====== DOCUMENT SEGMENT
Adding Parametrization Methods
How to add new force field parametrization interfaces to MDFactory
This guide explains how to add support for new force field parametrization methods in MDFactory.
Currently, MDFactory only supports GROMACS as an MD engine. When adding a new parametrization method, you'll implement it for GROMACS first. Support for other engines can be added later following the same patterns.
Architecture overview
The parametrization system consists of three main components:
- Config models (
mdfactory/models/parametrization.py): Define configuration options - Parametrize functions (
mdfactory/parametrize.py): Generate parameters from species - Parameter sets (
GromacsSingleMoleculeParameterSet): Store generated parameters
Step 1: Create a configuration model
First, define a Pydantic model for your parametrization configuration in mdfactory/models/parametrization.py:
from pydantic import BaseModel, ConfigDict, Field
class MyForceFieldConfig(BaseModel):
"""Configuration for MyForceField parametrization."""
model_config = ConfigDict(extra="forbid", frozen=True)
forcefield_version: str = Field(
"1.0",
description="Force field version to use",
)
charge_method: str = Field(
"am1bcc",
description="Partial charge assignment method",
)
# Add other configuration options as neededKey requirements:
- Use
extra="forbid"to catch typos in config keys - Use
frozen=Truefor immutability (enables hashing) - Provide sensible defaults
- Add clear descriptions
Step 2: Update the union type
Add your config to the union type in GromacsSingleMoleculeParameterSet:
class GromacsSingleMoleculeParameterSet(BaseModel):
model_config = ConfigDict(extra="forbid", frozen=True)
============
====== DATA FOR THE TASK
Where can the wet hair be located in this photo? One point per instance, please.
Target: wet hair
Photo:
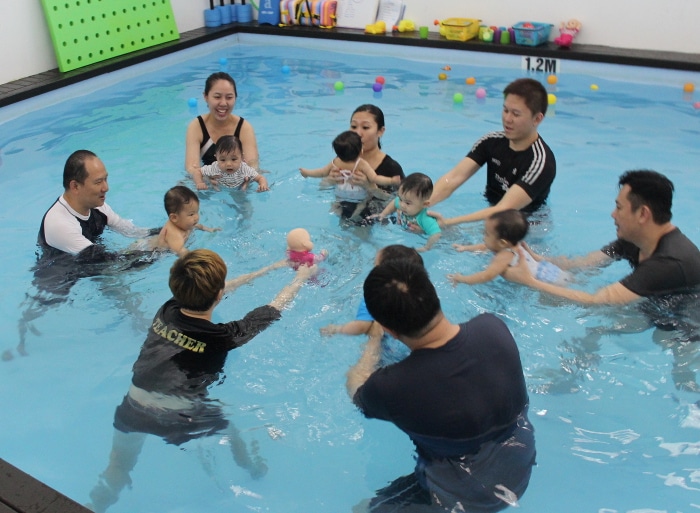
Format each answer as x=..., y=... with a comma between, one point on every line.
x=510, y=225
x=228, y=144
x=177, y=197
x=215, y=77
x=75, y=167
x=531, y=91
x=197, y=278
x=400, y=296
x=419, y=184
x=651, y=189
x=376, y=113
x=395, y=252
x=348, y=146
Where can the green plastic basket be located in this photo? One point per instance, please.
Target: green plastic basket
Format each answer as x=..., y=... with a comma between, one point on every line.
x=88, y=31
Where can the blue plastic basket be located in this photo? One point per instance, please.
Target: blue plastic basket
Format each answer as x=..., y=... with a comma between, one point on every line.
x=531, y=36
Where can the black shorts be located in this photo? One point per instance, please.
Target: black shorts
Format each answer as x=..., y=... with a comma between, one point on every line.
x=174, y=426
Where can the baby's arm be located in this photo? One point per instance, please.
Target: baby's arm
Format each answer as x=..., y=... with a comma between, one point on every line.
x=349, y=328
x=498, y=266
x=470, y=247
x=388, y=210
x=316, y=173
x=206, y=228
x=431, y=241
x=234, y=283
x=262, y=183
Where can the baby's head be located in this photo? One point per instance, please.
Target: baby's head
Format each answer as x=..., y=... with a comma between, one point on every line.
x=347, y=146
x=505, y=229
x=182, y=206
x=299, y=240
x=229, y=153
x=414, y=193
x=197, y=280
x=396, y=252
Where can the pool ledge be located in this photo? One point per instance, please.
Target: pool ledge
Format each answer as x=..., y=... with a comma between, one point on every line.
x=28, y=87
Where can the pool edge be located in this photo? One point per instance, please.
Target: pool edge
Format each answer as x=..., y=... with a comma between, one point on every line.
x=35, y=85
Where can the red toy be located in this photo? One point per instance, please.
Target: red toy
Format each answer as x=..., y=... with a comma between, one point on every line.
x=567, y=32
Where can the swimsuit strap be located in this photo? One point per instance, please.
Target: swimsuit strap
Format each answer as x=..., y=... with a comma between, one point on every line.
x=205, y=132
x=237, y=132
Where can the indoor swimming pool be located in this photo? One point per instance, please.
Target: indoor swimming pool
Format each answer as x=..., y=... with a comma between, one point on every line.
x=616, y=430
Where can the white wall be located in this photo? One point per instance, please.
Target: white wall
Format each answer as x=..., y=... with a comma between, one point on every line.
x=669, y=25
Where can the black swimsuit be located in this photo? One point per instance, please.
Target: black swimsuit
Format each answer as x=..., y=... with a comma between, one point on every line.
x=208, y=147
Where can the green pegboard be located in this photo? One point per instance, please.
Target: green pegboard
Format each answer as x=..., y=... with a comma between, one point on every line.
x=88, y=31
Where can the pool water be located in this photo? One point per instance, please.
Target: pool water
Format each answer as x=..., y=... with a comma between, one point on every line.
x=614, y=433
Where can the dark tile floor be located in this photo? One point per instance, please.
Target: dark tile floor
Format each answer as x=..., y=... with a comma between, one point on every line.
x=28, y=87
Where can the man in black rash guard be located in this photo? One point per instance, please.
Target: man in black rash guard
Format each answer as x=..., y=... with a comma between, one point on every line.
x=460, y=396
x=182, y=357
x=664, y=261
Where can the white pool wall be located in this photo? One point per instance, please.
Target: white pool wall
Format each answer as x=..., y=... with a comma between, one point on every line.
x=634, y=24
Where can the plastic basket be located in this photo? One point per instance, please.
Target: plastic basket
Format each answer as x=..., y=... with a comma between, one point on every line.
x=460, y=29
x=533, y=34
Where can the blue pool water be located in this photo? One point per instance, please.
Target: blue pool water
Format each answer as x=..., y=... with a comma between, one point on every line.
x=613, y=432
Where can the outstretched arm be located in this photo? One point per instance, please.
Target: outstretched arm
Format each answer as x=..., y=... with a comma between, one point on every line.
x=320, y=172
x=288, y=293
x=368, y=362
x=355, y=327
x=612, y=294
x=234, y=283
x=193, y=138
x=497, y=267
x=516, y=198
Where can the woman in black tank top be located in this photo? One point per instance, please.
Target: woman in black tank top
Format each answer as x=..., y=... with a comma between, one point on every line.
x=203, y=131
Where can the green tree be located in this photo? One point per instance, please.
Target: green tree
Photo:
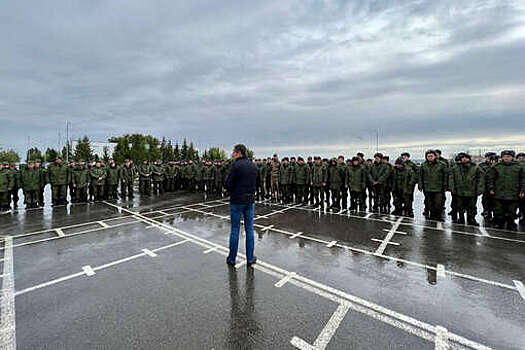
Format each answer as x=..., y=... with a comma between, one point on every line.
x=51, y=155
x=83, y=149
x=176, y=152
x=9, y=156
x=184, y=150
x=215, y=153
x=33, y=154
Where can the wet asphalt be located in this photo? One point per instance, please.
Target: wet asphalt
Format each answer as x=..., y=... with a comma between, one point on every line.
x=186, y=297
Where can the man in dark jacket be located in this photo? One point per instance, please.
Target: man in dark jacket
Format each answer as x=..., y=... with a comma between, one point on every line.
x=241, y=183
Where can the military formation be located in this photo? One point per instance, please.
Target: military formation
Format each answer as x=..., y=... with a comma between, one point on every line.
x=357, y=185
x=377, y=185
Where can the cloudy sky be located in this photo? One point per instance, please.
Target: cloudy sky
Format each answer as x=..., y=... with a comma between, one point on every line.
x=319, y=77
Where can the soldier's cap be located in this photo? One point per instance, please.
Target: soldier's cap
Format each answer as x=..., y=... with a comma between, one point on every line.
x=508, y=152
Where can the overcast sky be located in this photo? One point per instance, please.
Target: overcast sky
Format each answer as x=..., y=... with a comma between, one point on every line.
x=316, y=77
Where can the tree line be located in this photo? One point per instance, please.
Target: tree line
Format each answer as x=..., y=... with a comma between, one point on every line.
x=136, y=146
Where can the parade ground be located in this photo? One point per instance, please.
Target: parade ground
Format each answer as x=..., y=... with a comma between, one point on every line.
x=150, y=273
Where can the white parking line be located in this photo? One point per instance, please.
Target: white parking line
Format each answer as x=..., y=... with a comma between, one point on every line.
x=285, y=279
x=149, y=253
x=7, y=302
x=88, y=270
x=441, y=342
x=440, y=271
x=381, y=249
x=295, y=235
x=520, y=287
x=103, y=224
x=328, y=331
x=59, y=232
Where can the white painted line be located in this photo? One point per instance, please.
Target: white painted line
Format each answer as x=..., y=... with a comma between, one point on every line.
x=207, y=251
x=328, y=331
x=483, y=231
x=440, y=271
x=103, y=224
x=295, y=235
x=149, y=253
x=7, y=303
x=59, y=232
x=88, y=270
x=520, y=287
x=382, y=241
x=441, y=342
x=242, y=263
x=331, y=244
x=285, y=279
x=397, y=232
x=390, y=234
============
- ACTIONS TO TAKE -
a) Could you rewrite the paragraph of the MDFactory guide that begins "Currently, MDFactory only supports" in a shorter form, keeping its main facts?
b) Would you transcribe the lines of the records starting at the line that contains "Where can the woman" and ending at the line that contains "x=203, y=131"?

- OUTPUTS IN ORDER -
a) MDFactory currently supports only GROMACS as its MD engine, so a new parametrization method is implemented for GROMACS first. Other engines can be supported later by following the same patterns.

b)
Where can the woman in black tank top be located in this photo? One point per instance, please.
Target: woman in black tank top
Format each answer as x=..., y=... with a comma between, one point on every line.
x=203, y=131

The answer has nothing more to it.